## What you will do
When you print the records below, keep every word exact and leave out the images.

--*--

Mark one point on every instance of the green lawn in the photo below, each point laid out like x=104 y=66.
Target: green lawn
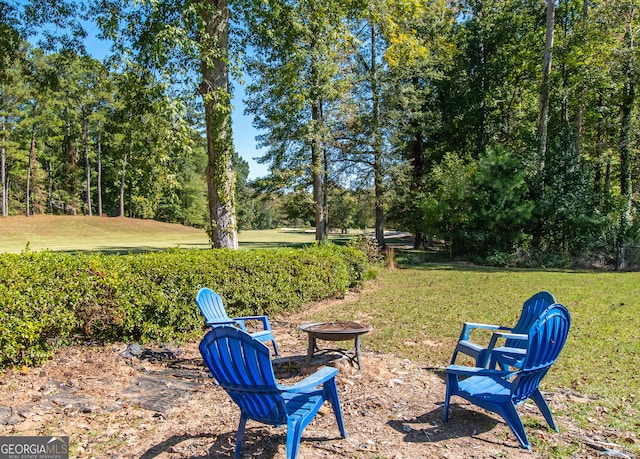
x=117 y=235
x=417 y=313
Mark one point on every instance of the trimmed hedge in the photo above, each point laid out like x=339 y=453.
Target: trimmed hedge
x=50 y=299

--*--

## Reply to the task
Mark one point on every instance of the green lawn in the photo below, each point laid out like x=104 y=66.
Target: green lawn
x=117 y=235
x=417 y=313
Mark one point on every instance of the trimmed hedge in the photo above, each point laid out like x=339 y=453.
Target: trimmed hedge
x=50 y=299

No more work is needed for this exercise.